[Part of a data file]

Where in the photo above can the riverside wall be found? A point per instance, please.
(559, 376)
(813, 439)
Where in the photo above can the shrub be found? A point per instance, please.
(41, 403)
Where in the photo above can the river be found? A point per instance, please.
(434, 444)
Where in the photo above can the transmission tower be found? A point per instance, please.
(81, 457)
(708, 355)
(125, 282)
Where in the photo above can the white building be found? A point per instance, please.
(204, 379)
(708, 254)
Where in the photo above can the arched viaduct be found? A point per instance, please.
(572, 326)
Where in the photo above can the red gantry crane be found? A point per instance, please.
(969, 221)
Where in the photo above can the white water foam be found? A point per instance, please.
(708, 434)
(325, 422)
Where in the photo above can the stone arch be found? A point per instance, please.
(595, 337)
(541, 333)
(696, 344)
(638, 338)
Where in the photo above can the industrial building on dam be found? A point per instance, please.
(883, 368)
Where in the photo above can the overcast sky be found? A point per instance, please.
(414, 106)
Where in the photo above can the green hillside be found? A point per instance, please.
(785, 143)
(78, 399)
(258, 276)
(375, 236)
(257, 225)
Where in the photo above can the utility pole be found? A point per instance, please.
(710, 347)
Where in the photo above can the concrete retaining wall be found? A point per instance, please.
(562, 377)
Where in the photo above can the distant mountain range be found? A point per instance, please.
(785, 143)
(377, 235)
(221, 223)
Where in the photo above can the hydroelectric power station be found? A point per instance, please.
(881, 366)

To be done: Reproduce every entry above, changing "transmission tower" to "power pylon" and leaving all other text as it stands.

Expected answer:
Where in the photo above can the riverside wall be found? A point per instance, please.
(559, 376)
(813, 439)
Where in the photo above can the shrub be found? A point per instance, please.
(41, 403)
Where in the photo above can the river be found? A point per instance, please.
(434, 444)
Where in the photo above can the power pylon be found? A point per instance, please.
(81, 457)
(708, 355)
(125, 282)
Where in the photo above can the white building be found? A point per instance, please.
(204, 379)
(708, 254)
Where in the photo above can the arched viaduct be found? A point per instance, please.
(572, 326)
Where in the photo above can the red gantry crane be found? A point per instance, please.
(969, 221)
Where in the photo above can the white water foam be found? A point per instance, please.
(708, 434)
(325, 422)
Where in the photo above can the stone arch be found? A point per instance, please.
(595, 337)
(541, 333)
(696, 344)
(638, 338)
Where in the photo above can the industrial building on dam be found? A point per instance, please.
(883, 368)
Where in the photo above can the overcast sky be found? A point per instance, please.
(414, 106)
Where in the photo above can the green hillside be found? A point per instance, please.
(785, 143)
(78, 399)
(258, 276)
(375, 236)
(257, 225)
Where in the photo above can the utility pole be found? A point per instance, please.
(710, 347)
Where in the photo above can the concrete retaining wall be found? A point per instance, please.
(562, 377)
Where in the photo above can the distant mountain range be found? A point per instance, please.
(785, 143)
(377, 235)
(221, 223)
Where in the photo above can the hydroelectric power station be found? A point per instance, please.
(881, 366)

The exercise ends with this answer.